## [What to produce]
Pictures stay out; everything else in the records below is copied exactly.

[Items listed in a dataset]
<<<<
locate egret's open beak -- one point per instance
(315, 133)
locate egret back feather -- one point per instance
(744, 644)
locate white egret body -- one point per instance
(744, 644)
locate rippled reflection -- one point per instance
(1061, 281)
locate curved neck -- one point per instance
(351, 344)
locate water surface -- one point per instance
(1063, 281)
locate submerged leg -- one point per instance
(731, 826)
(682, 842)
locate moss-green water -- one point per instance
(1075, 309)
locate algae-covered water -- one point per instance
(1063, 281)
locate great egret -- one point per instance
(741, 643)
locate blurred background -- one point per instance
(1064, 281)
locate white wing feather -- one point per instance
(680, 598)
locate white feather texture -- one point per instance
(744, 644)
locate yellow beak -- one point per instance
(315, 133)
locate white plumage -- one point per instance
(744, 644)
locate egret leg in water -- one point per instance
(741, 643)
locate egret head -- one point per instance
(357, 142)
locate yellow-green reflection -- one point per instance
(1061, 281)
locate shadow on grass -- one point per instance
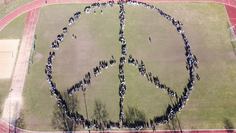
(100, 115)
(228, 125)
(59, 121)
(134, 118)
(20, 121)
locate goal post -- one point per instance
(232, 33)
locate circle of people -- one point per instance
(192, 63)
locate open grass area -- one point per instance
(14, 30)
(205, 25)
(7, 6)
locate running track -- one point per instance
(32, 10)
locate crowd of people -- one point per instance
(192, 64)
(122, 86)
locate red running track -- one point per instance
(33, 7)
(229, 4)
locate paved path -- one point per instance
(13, 103)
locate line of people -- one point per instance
(192, 63)
(122, 86)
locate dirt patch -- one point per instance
(37, 57)
(231, 55)
(8, 54)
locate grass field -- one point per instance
(205, 25)
(10, 32)
(7, 6)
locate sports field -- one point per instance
(205, 25)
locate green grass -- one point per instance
(11, 5)
(205, 25)
(14, 30)
(5, 87)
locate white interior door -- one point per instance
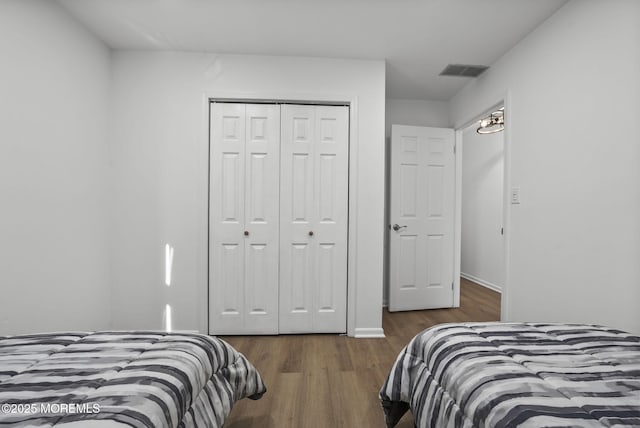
(422, 218)
(245, 157)
(313, 219)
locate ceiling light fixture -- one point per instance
(491, 124)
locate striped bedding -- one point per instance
(121, 379)
(516, 375)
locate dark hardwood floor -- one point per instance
(329, 381)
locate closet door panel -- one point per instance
(313, 226)
(227, 206)
(330, 236)
(262, 218)
(297, 216)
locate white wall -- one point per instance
(161, 160)
(416, 113)
(54, 254)
(573, 109)
(482, 258)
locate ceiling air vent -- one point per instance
(463, 70)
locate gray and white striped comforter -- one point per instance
(118, 379)
(516, 375)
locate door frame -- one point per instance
(505, 101)
(282, 98)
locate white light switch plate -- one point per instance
(515, 195)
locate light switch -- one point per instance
(515, 195)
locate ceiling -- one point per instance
(417, 38)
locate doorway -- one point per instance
(482, 201)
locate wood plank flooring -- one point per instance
(329, 381)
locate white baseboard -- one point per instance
(482, 282)
(369, 332)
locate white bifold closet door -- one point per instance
(243, 248)
(278, 219)
(313, 218)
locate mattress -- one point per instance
(516, 375)
(117, 379)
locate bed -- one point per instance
(121, 379)
(516, 375)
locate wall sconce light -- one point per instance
(491, 124)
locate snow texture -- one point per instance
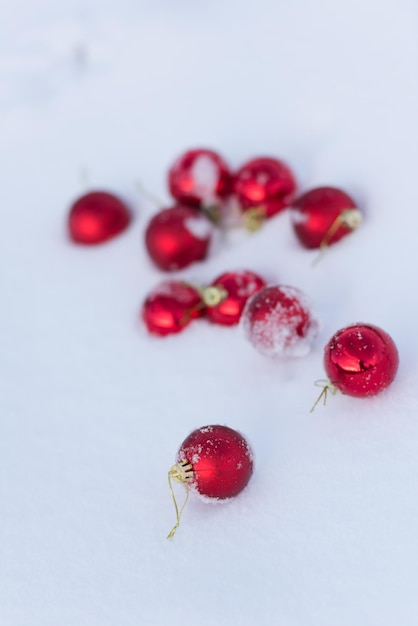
(93, 409)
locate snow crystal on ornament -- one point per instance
(205, 175)
(278, 322)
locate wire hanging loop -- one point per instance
(350, 218)
(327, 387)
(212, 295)
(181, 473)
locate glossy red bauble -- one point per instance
(265, 183)
(199, 177)
(176, 237)
(323, 216)
(278, 322)
(170, 307)
(238, 288)
(97, 217)
(361, 360)
(221, 461)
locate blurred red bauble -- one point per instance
(237, 288)
(170, 307)
(176, 237)
(264, 183)
(323, 216)
(361, 360)
(199, 177)
(221, 461)
(97, 217)
(278, 322)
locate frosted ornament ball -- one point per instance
(199, 177)
(215, 462)
(177, 236)
(97, 217)
(279, 323)
(361, 360)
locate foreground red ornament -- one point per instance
(177, 237)
(97, 217)
(278, 322)
(199, 177)
(323, 216)
(171, 307)
(215, 462)
(237, 288)
(266, 184)
(361, 360)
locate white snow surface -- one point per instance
(93, 410)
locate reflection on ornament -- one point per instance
(215, 462)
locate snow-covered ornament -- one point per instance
(96, 217)
(279, 323)
(215, 462)
(170, 307)
(200, 178)
(177, 236)
(360, 360)
(323, 216)
(237, 288)
(264, 185)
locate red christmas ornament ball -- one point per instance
(177, 237)
(361, 360)
(238, 287)
(266, 183)
(221, 460)
(199, 177)
(170, 307)
(323, 216)
(278, 322)
(97, 217)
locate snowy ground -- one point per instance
(93, 410)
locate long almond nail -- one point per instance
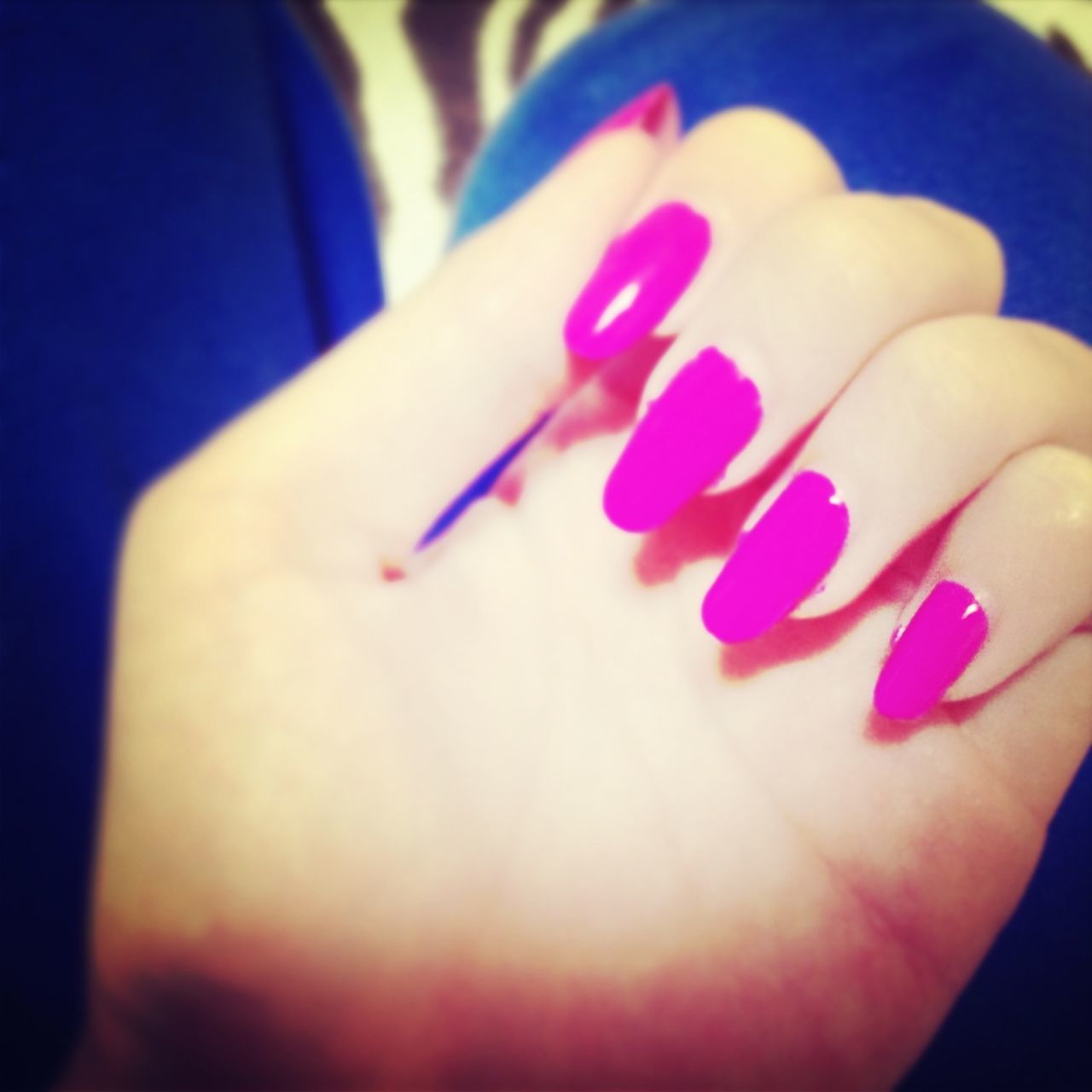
(652, 110)
(638, 282)
(706, 416)
(934, 648)
(780, 561)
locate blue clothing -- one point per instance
(186, 226)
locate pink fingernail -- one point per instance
(934, 648)
(703, 420)
(652, 110)
(638, 281)
(779, 561)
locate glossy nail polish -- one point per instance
(651, 110)
(706, 416)
(780, 561)
(638, 281)
(934, 648)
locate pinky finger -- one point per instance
(1013, 579)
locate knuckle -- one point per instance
(773, 136)
(1061, 479)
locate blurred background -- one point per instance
(201, 195)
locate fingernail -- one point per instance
(638, 281)
(703, 420)
(780, 561)
(651, 110)
(932, 650)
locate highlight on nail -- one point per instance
>>>>
## [Written answer]
locate egret's open beak -- one point per instance
(315, 133)
locate egret back feather -- one point per instance
(744, 644)
locate white egret body -- one point per instance
(744, 644)
locate rippled reflection -- one point per instance
(1061, 281)
locate curved neck -- one point per instance
(351, 344)
locate water surface -- one point per instance
(1063, 281)
locate submerged leg -- one point per instance
(731, 826)
(682, 842)
locate moss-green water -- one point per instance
(1075, 309)
locate algae-covered water -- one point per instance
(1063, 281)
locate great egret -- one point per instance
(741, 643)
locate blurred background -- one point per instance
(1064, 281)
locate white wing feather -- one point per instance
(680, 598)
locate white feather texture -- one point per instance
(744, 644)
locate yellow beak -- one point per instance
(315, 133)
locate white plumage -- one point per instance
(744, 644)
locate egret leg in water -- one point per instance
(741, 643)
locate egret head -- one point per instance
(357, 142)
locate yellow-green reflection -- one point per instance
(1061, 281)
locate shadow on grass -- one point per instance
(100, 115)
(228, 125)
(59, 121)
(134, 118)
(20, 121)
locate goal post -- one point per instance
(232, 33)
locate circle of people -- one point per instance
(192, 63)
locate open grass area -- one point per instance
(14, 30)
(205, 25)
(7, 6)
locate running track -- one point per instance
(32, 10)
locate crowd of people -- one point per instance
(192, 64)
(122, 86)
locate red running track -- one point per instance
(33, 7)
(229, 4)
locate paved path -- one point per instance
(13, 103)
locate line of people -- one point per instance
(192, 63)
(122, 86)
locate dirt patch -- one point per instance
(37, 57)
(231, 55)
(8, 54)
locate grass field -- one point per instance
(205, 25)
(10, 32)
(7, 6)
locate sports field -- one point per instance
(205, 25)
locate green grass -- one point per instance
(11, 5)
(205, 25)
(14, 30)
(5, 87)
locate white interior door -- one point per instance
(422, 218)
(245, 157)
(313, 219)
locate ceiling light fixture -- one point per instance
(491, 124)
locate striped bedding -- one point per instance
(121, 379)
(516, 375)
locate dark hardwood floor -- one point per instance
(329, 381)
locate closet door panel -- one point per instance
(313, 226)
(227, 206)
(330, 236)
(262, 218)
(297, 216)
locate white wall -- one point per instance
(161, 160)
(416, 113)
(54, 254)
(573, 109)
(482, 258)
locate ceiling air vent -- one point per instance
(463, 70)
locate gray and white striped comforter -- one point per instance
(118, 379)
(516, 375)
locate door frame -- one point per instance
(505, 101)
(282, 98)
locate white light switch plate -- one point per instance
(515, 195)
locate light switch -- one point per instance
(515, 195)
locate ceiling -- one point per instance
(417, 38)
locate doorway -- one point per instance
(482, 201)
locate wood plank flooring -- one point per instance
(329, 381)
locate white baseboard -- one point per instance
(482, 282)
(369, 332)
locate white bifold closet door -- one point per instance
(243, 248)
(278, 219)
(313, 218)
locate mattress -- one point per instance
(516, 375)
(117, 379)
locate bed -- one point per instance
(121, 379)
(516, 375)
locate wall sconce light -- one point per instance
(491, 124)
locate snow texture -- one point per instance
(93, 409)
locate snow crystal on ornament -- one point per instance
(205, 175)
(278, 322)
locate wire hanging loop -- one point per instance
(350, 218)
(327, 387)
(212, 295)
(181, 473)
locate glossy red bauble -- one point per instance
(265, 183)
(199, 177)
(176, 237)
(323, 216)
(278, 322)
(170, 307)
(238, 288)
(97, 217)
(361, 360)
(221, 461)
locate blurred red bauble -- one point per instance
(237, 288)
(170, 307)
(176, 237)
(264, 183)
(323, 216)
(361, 360)
(199, 177)
(221, 461)
(97, 217)
(278, 322)
locate frosted ornament ball -- one point per instance
(199, 177)
(215, 462)
(177, 236)
(97, 217)
(279, 323)
(361, 360)
locate foreground red ornament -- one point per instance
(177, 237)
(97, 217)
(278, 322)
(199, 177)
(323, 216)
(171, 307)
(215, 462)
(237, 288)
(266, 184)
(361, 360)
locate white snow surface -- one point per instance
(93, 410)
locate reflection on ornament -- one point per instance
(215, 462)
locate snow-covered ornament -- one point per instance
(96, 217)
(279, 323)
(215, 462)
(170, 307)
(200, 178)
(177, 236)
(360, 360)
(323, 216)
(237, 288)
(264, 185)
locate red christmas ornament ball -- one point per instance
(177, 237)
(361, 360)
(238, 287)
(266, 183)
(221, 460)
(199, 177)
(170, 307)
(323, 216)
(278, 322)
(97, 217)
locate snowy ground -- one point per instance
(93, 410)
locate long almond nail -- one point per instance
(652, 110)
(638, 282)
(706, 416)
(934, 648)
(780, 561)
locate blue clothing -- one point per instance
(186, 226)
locate pink fingernail -- one point per instance
(934, 648)
(703, 420)
(652, 110)
(638, 281)
(779, 561)
locate glossy nail polish -- one point per instance
(651, 110)
(706, 416)
(780, 561)
(638, 281)
(934, 648)
locate pinky finger -- one point per instance
(1013, 579)
locate knuckle -- one point per instance
(773, 136)
(1061, 479)
locate blurred background -- one point per instance
(201, 195)
locate fingernail -- one point per instance
(638, 281)
(703, 420)
(780, 561)
(651, 110)
(932, 650)
locate highlight on nail -- one point per instance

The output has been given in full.